● Excerpt
——————

Command What You Will, and Give What You Command - Hebrews 13:20-25
Hebrews #47 - Command What You Will, and Give What You Command
Command What You Will, and Give What You Command
G. K. Chesterton, turn of the century British author, Roman Catholic, and journalist, once famously said: “Christianity has not so much been tried and found wanting, as it has been found difficult and left untried.” Each time I hear those words I have the same feeling of ambivalence rise up in my heart. In other words, I find myself wanting to say to Chesterton, “Well, Yes, . . . but, then again, No.”
My reason for that response is this. On the one hand, Chesterton is most assuredly correct when he says that people often investigate Christianity and find it “difficult”. Christians find it difficult! After all, we encounter some pretty demanding ethical and spiritual guidelines in the Bible. Immediately there comes to mind exhortations like:
“Bless those who persecute you; bless and do not curse them” (Rom. 12:14).“Repay no one evil for evil, but give thought to do what is honorable in the sight of all” (Rom. 12:17).
“Beloved, never avenge yourselves, but leave it to the wrath of God, for it is written, ‘Vengeance is mine, I will repay, says the Lord’” (Rom. 12:19).
“Love your enemies and pray for those who persecute you” (Matt. 5:44).
“Let there be no filthiness nor foolish talk nor crude joking, which are out of place, but instead let there be thanksgiving” (Eph. 5:4).
“Flee from sexual immorality” (1 Cor. 6:18a).
I could go on almost without end but I trust you get the picture. I trust you understand why Chesterton was right when he said that people don’t so much try Christianity and find it lacking but rather have found it difficult and so left it untried.
But there’s another thing in that statement that I have to dispute. I don’t know if Chesterton would agree with me when I say this, but in another sense Christianity is not difficult. I’m not saying that these commands that I’ve read to you and the numerous others are in and of themselves easy. I’m not naïve about how prone all of us are to do precisely the opposite of what we are told to do in the Bible. The fact of the matter is that all of us, whether Christian or not, are prone by nature to hate our enemies and to seek vengeance when they do us wrong. We are all by nature predisposed to commit sexual immorality and to make use of whatever filthy, foolish, and crude language we can get away with.
So how do I get off saying that living a Christian life isn’t difficult? What I mean by that, again, isn’t that these exhortations and commandments and the moral standard given to us in Scripture are inherently easy for us to obey. They aren’t. What I mean is that God himself has taken steps to assure us that for any and every task that he’s called us to fulfill he will provide the necessary power and resources so that we can be successful in it.
I’ve already quoted one famous Christian thinker today, G. K. Chesterton. So let me quote yet another, St. Augustine. In his spiritual autobiography, entitled The Confessions, Augustine says to God: “Command what you will, and give what you command.”

——————

● Data excerpt

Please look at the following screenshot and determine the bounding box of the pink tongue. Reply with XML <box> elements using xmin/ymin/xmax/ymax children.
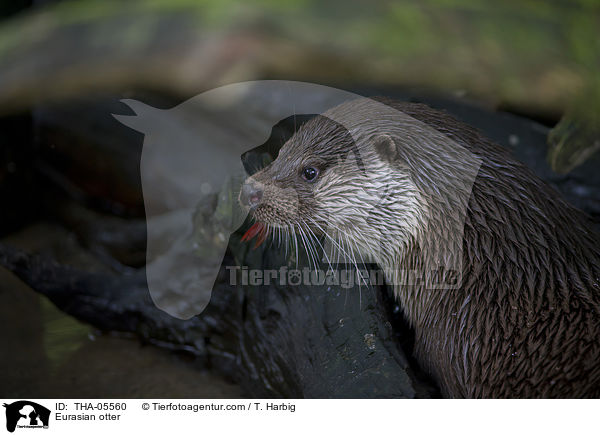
<box><xmin>242</xmin><ymin>222</ymin><xmax>267</xmax><ymax>249</ymax></box>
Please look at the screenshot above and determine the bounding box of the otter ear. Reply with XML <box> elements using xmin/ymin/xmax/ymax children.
<box><xmin>373</xmin><ymin>134</ymin><xmax>398</xmax><ymax>163</ymax></box>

——————

● Problems and tasks
1. According to the sermon, what is the title of Augustine's spiritual autobiography?
2. Retype the sermon from "I could go on" to "left it untried.".
3. Extend the sermon on Hebrews 13:20-25 beyond its last sentence.
The material has no connection to the sermon.

● Answers for the exercise
1. The Confessions.

2.
I could go on almost without end but I trust you get the picture. I trust you understand why Chesterton was right when he said that people don’t so much try Christianity and find it lacking but rather have found it difficult and so left it untried.

3.
Now, what does he mean by that, and is it biblical? I think he means that together with whatever God commands us to do comes the power and motivation and incentive to do it. Or again, in tandem with the ethical responsibility comes the spiritual energy to obey it. My former spiritual mentor, Russ McKnight, now with the Lord, said much the same thing when he articulated this principle: Whatever God requires, God provides.
What all this means is that God doesn’t tell us what to do and then hang us out to dry. He doesn’t give us a life to live and then abandon us to our own devices. He doesn’t exhort us to conduct ourselves in a particular manner and then leave us to drum up the power and figure it out on our own and find the inner strength to pull ourselves up by our own spiritual bootstraps.
No. If God requires something of us, he also supplies everything necessary to make it possible for us to obey him. Or to use Augustine’s language, if God commands us to do something, he gives to us whatever resources and power and incentive are needed to fulfill his will.
Let me try to illustrate what I have in mind. God is not merely a cheerleader. God does not stand off to the side of your life and yell loudly for you to try harder and run faster and jump higher, spiritually speaking. Neither is God a coach, who at most can give you instructions on how to perform on the athletic field. Make no mistake. God does cheer for you and God does coach you. But he does far more. Through the Holy Spirit he actually enters into your mind and soul and spirit and empowers you beyond what you are naturally and normally capable of doing. God can tell you what to do and not to do because he quite literally lives in you to sustain your heart and enlighten your mind and strengthen your will to fulfill what he requires.
Now all that sounds wonderful, but is it biblical? Yes, it is. Let me mention several texts among many that make this point crystal clear. The first is Philippians 2:12-13.
“Therefore, my beloved, as you have always obeyed, so now, not only as in my presence but much more in my absence, work out your own salvation with fear and trembling, for it is God who works in you, both to will and to work for his good pleasure” (Phil. 2:12-13).
Paul calls on the Philippians (and us) to work out our salvation knowing that our energy and enthusiasm and exertion are all the fruit of a miracle in our hearts that has already taken place. We work out the Christian life, or act in obedience to the Word of God, only because God has already been at work within, performing a miracle in our lives.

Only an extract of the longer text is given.